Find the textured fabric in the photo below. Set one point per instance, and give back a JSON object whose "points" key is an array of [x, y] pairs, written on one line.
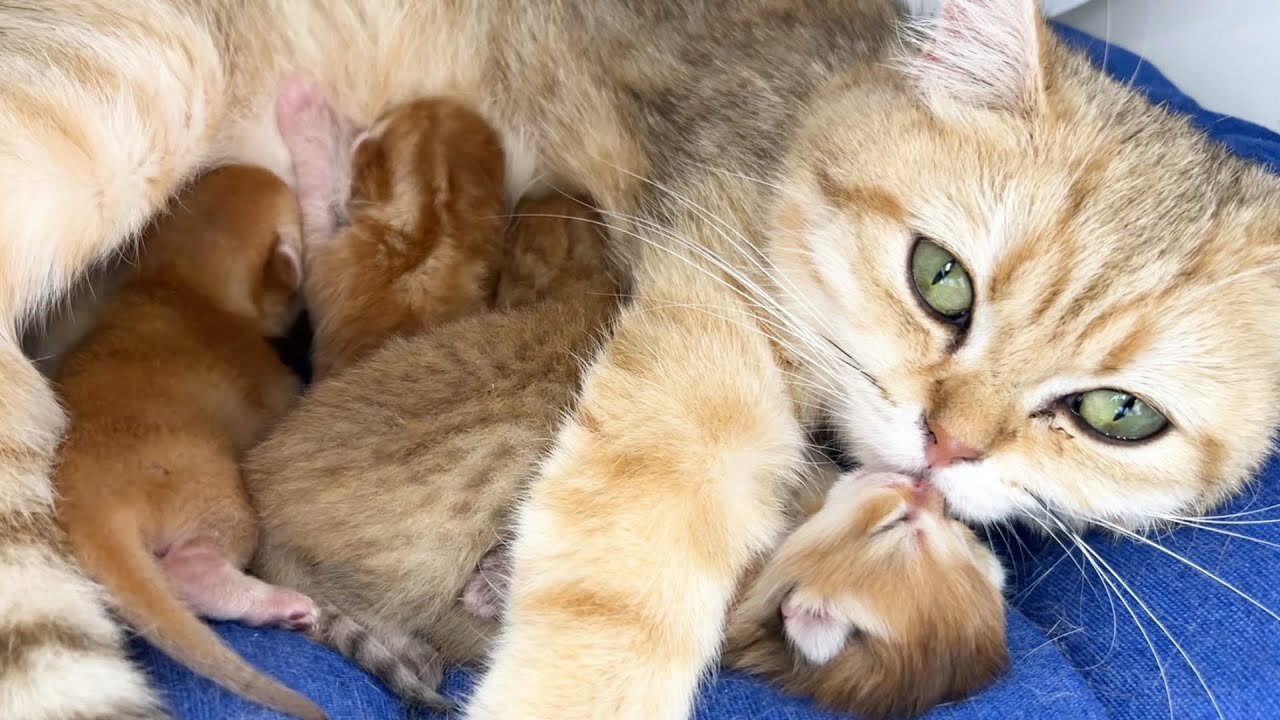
{"points": [[1075, 645]]}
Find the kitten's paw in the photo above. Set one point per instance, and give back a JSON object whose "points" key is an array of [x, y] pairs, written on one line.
{"points": [[302, 112], [284, 609], [813, 630]]}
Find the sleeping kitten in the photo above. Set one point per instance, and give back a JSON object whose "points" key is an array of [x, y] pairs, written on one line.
{"points": [[906, 614], [384, 488], [388, 527], [402, 236], [164, 393]]}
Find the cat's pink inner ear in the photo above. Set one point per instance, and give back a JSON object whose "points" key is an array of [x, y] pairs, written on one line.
{"points": [[984, 54], [287, 263]]}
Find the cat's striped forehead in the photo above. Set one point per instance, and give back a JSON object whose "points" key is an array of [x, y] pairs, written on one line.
{"points": [[1109, 246]]}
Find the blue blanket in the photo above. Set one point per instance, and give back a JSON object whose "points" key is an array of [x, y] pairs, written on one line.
{"points": [[1176, 629]]}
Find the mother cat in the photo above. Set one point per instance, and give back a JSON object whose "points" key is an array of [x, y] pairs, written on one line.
{"points": [[990, 263]]}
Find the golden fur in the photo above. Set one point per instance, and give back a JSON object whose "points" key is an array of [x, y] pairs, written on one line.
{"points": [[764, 167], [388, 528], [443, 420], [877, 605], [164, 393]]}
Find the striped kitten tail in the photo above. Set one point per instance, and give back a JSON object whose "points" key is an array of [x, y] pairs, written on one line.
{"points": [[410, 668]]}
·····
**Instructions to follow**
When the line containing "Find the mother" is reached, return it and every later line through the end of the listing above, unaltered and alone.

**Exercise response**
Find the mother cat in the photo above. Set one point per instance, and give back a JSON object whose "points" key is an array of [x, y] pairs, written on one line.
{"points": [[990, 263]]}
Find the golden fur in the photo above. Set one point per instance, and give back a JSON object whose "points" key is an array of [x, y] pairs, written on one line.
{"points": [[764, 167], [388, 528], [443, 420], [877, 605], [164, 393]]}
Find the striped kitten tail in the photo above. Set one point per instance, and give back a JSON object whose "points" key is an array of [x, y] pairs, written on one line.
{"points": [[410, 668]]}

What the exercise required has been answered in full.